--- Begin Data supplied ---
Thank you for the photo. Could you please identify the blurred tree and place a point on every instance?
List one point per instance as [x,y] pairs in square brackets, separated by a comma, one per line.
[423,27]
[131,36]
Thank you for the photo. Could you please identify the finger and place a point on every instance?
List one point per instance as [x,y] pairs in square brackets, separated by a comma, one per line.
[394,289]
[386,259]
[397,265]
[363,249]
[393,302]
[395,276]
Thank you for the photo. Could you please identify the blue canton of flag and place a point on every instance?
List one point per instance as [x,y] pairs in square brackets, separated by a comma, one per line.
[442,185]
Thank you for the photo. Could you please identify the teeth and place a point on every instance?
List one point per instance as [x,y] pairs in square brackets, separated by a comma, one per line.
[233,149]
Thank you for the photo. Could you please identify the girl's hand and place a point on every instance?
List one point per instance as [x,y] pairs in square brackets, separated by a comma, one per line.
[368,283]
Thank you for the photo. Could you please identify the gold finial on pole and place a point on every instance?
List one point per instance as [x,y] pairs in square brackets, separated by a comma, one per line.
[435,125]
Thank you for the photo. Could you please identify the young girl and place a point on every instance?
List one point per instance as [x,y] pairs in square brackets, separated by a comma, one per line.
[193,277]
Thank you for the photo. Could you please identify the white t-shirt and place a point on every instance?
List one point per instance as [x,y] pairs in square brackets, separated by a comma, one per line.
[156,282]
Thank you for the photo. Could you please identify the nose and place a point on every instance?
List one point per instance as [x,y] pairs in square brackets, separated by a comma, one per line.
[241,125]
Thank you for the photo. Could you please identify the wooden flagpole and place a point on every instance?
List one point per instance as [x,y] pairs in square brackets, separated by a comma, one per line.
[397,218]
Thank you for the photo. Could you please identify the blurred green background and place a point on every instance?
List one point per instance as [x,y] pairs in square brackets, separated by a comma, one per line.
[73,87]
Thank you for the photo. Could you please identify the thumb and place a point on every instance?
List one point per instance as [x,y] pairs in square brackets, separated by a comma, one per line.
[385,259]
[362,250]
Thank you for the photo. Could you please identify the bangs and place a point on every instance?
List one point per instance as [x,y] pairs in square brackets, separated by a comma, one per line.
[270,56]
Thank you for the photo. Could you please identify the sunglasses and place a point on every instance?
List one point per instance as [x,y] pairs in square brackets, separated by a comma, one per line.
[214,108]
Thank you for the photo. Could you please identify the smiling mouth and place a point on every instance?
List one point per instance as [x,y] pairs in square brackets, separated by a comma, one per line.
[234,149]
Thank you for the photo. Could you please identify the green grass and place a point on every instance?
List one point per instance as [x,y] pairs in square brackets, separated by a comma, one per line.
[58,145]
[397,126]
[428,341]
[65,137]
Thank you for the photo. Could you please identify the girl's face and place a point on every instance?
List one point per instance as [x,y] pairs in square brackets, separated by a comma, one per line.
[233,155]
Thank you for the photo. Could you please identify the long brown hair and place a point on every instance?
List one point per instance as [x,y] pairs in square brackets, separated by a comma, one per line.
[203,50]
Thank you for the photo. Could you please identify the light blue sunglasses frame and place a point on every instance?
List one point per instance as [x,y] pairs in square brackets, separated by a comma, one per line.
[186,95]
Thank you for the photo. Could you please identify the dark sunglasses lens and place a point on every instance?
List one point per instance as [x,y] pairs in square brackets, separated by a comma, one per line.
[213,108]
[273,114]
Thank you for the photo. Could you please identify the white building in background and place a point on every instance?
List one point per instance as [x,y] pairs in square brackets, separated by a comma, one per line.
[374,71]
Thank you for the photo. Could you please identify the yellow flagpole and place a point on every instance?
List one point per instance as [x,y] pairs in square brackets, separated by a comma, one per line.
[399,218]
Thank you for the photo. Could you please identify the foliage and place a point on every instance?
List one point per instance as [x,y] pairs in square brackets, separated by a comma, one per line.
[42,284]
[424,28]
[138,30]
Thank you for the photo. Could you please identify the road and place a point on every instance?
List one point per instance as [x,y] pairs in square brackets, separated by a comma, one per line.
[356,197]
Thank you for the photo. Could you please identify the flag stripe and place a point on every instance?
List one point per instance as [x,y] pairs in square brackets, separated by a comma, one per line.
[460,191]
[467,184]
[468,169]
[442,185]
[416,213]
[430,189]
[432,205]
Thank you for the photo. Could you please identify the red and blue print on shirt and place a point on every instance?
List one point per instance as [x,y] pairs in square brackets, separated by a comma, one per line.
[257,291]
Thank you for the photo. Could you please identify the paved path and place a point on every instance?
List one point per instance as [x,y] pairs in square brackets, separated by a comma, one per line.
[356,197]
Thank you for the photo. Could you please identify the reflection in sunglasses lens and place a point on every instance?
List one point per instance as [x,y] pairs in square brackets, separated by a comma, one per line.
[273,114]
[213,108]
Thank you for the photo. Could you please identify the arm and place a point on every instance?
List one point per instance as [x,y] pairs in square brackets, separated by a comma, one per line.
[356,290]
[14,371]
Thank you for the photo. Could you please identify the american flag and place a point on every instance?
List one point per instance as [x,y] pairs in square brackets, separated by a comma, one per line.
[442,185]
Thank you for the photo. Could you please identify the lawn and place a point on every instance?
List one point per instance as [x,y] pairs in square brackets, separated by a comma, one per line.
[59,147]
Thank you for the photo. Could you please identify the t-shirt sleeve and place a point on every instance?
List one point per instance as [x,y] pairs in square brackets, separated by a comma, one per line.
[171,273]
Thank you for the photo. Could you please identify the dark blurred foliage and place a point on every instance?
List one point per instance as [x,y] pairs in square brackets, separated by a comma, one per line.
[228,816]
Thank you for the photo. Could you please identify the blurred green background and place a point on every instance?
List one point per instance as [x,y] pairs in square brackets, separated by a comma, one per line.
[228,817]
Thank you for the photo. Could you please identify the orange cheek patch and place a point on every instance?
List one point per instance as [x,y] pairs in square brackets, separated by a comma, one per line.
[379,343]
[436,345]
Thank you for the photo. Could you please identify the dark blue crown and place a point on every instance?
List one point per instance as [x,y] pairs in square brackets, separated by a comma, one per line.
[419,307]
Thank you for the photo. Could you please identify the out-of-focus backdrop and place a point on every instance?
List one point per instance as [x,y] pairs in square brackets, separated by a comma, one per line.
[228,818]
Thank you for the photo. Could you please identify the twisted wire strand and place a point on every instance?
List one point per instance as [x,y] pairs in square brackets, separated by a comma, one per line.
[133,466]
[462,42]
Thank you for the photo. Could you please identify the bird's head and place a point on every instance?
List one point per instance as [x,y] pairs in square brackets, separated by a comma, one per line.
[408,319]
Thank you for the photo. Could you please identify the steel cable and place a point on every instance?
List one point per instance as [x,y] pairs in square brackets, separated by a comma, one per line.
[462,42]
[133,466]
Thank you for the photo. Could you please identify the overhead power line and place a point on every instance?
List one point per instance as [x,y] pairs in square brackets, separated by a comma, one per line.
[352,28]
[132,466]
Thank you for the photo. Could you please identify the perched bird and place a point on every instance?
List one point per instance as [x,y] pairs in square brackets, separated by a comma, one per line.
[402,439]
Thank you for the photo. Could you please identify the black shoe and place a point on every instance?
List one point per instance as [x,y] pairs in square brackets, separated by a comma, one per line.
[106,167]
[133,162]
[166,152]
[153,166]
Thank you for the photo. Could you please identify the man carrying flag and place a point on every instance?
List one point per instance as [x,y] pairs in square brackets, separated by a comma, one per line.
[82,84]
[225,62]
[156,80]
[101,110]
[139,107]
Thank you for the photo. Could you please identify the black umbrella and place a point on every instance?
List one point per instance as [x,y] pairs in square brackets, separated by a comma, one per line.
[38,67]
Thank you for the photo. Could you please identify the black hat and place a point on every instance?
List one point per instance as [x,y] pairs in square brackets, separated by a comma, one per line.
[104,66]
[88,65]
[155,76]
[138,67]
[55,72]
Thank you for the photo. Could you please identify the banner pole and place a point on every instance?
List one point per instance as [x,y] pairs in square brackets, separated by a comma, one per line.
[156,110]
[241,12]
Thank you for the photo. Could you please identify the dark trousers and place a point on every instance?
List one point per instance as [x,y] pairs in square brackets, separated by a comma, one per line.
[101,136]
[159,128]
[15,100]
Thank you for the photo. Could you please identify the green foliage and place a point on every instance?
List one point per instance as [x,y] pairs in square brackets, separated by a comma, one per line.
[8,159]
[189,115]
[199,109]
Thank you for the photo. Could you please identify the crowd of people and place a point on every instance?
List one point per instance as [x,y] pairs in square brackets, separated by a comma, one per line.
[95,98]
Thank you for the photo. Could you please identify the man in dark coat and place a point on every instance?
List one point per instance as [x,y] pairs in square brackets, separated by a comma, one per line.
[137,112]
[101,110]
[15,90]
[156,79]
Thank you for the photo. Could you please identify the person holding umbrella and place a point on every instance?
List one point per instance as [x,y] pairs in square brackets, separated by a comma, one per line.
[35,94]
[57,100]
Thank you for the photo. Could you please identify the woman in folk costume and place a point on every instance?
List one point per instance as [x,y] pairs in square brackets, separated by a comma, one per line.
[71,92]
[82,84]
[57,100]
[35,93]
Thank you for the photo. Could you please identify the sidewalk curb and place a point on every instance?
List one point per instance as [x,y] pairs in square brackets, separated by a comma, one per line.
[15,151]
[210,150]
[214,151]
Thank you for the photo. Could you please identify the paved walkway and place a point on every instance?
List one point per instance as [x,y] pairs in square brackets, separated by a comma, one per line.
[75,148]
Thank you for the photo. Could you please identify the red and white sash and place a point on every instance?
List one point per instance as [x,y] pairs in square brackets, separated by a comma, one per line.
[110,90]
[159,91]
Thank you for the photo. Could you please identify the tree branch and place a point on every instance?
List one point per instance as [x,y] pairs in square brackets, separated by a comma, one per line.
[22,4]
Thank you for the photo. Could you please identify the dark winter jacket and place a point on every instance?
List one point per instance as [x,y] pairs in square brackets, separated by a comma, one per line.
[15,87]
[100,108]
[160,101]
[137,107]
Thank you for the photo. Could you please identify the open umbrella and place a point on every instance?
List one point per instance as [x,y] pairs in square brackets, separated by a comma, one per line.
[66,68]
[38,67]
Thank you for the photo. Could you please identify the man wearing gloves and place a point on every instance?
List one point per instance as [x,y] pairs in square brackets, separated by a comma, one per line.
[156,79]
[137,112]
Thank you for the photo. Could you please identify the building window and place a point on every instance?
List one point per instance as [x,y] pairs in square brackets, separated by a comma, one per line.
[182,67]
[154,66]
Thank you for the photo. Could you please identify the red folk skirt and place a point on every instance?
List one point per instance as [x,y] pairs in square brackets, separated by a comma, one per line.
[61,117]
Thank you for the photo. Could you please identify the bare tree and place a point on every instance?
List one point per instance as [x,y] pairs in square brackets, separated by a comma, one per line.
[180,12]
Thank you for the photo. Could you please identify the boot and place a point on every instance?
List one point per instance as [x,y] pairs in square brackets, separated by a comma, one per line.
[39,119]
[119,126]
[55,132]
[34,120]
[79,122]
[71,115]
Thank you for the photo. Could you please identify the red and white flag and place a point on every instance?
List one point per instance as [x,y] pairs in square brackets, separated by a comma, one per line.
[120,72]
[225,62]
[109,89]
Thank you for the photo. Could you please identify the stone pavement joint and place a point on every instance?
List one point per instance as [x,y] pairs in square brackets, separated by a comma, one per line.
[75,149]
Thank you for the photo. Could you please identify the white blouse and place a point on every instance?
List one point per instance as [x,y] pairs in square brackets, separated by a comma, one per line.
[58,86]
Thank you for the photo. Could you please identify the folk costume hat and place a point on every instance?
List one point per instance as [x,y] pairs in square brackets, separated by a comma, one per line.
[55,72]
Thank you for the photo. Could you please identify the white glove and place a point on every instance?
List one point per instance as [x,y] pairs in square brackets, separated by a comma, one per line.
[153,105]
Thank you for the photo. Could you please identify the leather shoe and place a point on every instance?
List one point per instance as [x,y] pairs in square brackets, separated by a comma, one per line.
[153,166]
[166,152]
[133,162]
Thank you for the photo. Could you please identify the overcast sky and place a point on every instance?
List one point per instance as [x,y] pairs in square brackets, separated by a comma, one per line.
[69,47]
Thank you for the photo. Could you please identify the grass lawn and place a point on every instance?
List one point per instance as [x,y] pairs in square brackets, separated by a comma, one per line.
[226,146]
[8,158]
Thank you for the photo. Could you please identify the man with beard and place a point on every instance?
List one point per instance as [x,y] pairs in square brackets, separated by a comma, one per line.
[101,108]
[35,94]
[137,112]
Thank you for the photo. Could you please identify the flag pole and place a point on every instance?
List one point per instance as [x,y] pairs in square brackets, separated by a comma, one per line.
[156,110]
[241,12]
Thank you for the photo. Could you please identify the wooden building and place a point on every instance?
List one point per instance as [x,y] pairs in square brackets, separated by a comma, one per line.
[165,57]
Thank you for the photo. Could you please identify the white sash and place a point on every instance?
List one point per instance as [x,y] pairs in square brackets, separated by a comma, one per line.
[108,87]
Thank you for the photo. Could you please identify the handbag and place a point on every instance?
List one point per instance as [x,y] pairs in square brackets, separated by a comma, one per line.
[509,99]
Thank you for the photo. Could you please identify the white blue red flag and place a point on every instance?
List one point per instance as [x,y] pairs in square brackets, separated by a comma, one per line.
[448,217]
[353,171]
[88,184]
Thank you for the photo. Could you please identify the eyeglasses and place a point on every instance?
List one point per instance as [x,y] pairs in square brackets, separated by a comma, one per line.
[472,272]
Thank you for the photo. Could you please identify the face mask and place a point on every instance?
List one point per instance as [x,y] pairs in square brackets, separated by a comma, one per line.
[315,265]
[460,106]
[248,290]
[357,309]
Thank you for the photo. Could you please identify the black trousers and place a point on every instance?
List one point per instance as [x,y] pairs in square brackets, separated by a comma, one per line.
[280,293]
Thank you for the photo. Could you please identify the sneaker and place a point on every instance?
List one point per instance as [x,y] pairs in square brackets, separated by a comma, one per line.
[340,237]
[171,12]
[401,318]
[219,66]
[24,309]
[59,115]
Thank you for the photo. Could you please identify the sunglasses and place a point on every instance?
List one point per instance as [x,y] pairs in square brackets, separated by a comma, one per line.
--- End Data supplied ---
Task to complete: Only the lines from the one containing "the white blue" through the end of the entries above belong in the answer; repeat them exactly.

Result for this task:
Thank you for the photo. Could you please identify the white blue red flag and place a point on every instance?
List one point per instance as [x,y] pairs in square brackets, separated by a comma, one per line.
[448,217]
[353,171]
[88,184]
Thank you for the photo. Could you please identify the eyeglasses and place a point on every instance?
List one point per instance as [x,y] pairs in square brackets, separated by a comma, one per line.
[472,272]
Thank you for the photo. Could you please identify the face mask and place a point on every instance?
List one point per instance as [x,y] pairs in square brackets, separated by a comma, one per line.
[315,265]
[460,106]
[248,290]
[357,309]
Thank you for the photo. Could you please identify the black trousers and place a point on every instance?
List one point per instance as [x,y] pairs in square brackets, separated by a comma, one per line.
[280,293]
Thank you for the photo. Could you please identify the sneaker and place a point on every instance?
List one point per instance as [x,y] pairs in square brackets, separated by a comma, one per line.
[340,237]
[171,12]
[401,318]
[219,66]
[24,309]
[59,115]
Thank you for the photo. Could you please identify the sunglasses and place a point on every instance?
List one point per instance as [x,y] pairs in square brackets, separated by a comma, one per line.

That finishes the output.